### MATERIALS PROVIDED
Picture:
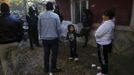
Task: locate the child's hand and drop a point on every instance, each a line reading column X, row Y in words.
column 132, row 27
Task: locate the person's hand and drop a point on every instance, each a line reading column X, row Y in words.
column 132, row 27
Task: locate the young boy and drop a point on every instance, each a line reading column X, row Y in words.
column 104, row 36
column 71, row 36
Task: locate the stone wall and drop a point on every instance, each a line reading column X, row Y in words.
column 123, row 40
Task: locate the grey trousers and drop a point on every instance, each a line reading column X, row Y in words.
column 5, row 51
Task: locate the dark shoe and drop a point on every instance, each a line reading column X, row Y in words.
column 84, row 46
column 46, row 71
column 31, row 48
column 56, row 70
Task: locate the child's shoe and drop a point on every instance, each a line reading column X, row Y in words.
column 70, row 58
column 76, row 59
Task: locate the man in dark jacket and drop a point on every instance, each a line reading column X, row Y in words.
column 87, row 20
column 32, row 20
column 10, row 34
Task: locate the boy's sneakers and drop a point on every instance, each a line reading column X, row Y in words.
column 76, row 59
column 100, row 73
column 70, row 58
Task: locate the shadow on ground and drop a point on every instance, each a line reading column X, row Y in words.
column 30, row 62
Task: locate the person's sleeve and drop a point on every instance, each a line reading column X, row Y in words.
column 102, row 30
column 39, row 26
column 58, row 26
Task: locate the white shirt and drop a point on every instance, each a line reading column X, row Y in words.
column 104, row 34
column 49, row 25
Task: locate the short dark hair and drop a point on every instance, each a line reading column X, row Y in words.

### EXERCISE DIRECTIONS
Return all the entries word for word, but omit any pictures they contain.

### OUTPUT FOR THIS TASK
Picture:
Task: locate the child's hand and drop a point on every instance, each a line reading column X, row Y in words.
column 132, row 27
Task: locate the person's hand and drop a point on every instance, each a line reading column X, row Y in words.
column 132, row 27
Task: locate the young boy and drop a point on every instance, each a line reading column X, row Y in words.
column 104, row 36
column 71, row 36
Task: locate the stone wall and drop a point on every instance, each a line reading column X, row Y in words.
column 123, row 40
Task: locate the grey trousers and drop a point on every instance, each a line reading column X, row Y in words.
column 5, row 51
Task: locate the dark shoe and drop a point on every instance, each a line reading column X, row Y in words.
column 84, row 46
column 46, row 71
column 31, row 48
column 56, row 70
Task: locate the child's shoe and drop a point on every instance, each a line reading column X, row Y in words.
column 70, row 58
column 76, row 59
Task: locate the man in dark jacket and drop a point on every instance, each a line reading column X, row Y in words.
column 87, row 20
column 32, row 20
column 10, row 34
Task: locate the boy's sneakers and drop a point on every instance, each a line reading column X, row Y in words.
column 76, row 59
column 100, row 73
column 70, row 58
Task: locate the shadow on ground and drop a point on every instance, each a line reading column X, row Y in words.
column 30, row 62
Task: locate the person's sleeve and drop a point on every instance, each a line reading column X, row Y in words.
column 102, row 30
column 39, row 26
column 58, row 26
Task: locate the white shirt and drop a point on every instance, each a line reading column X, row Y in words.
column 104, row 34
column 49, row 25
Task: locate the short dark hair and drop a point on every instance, each a line reading column X, row Y in words.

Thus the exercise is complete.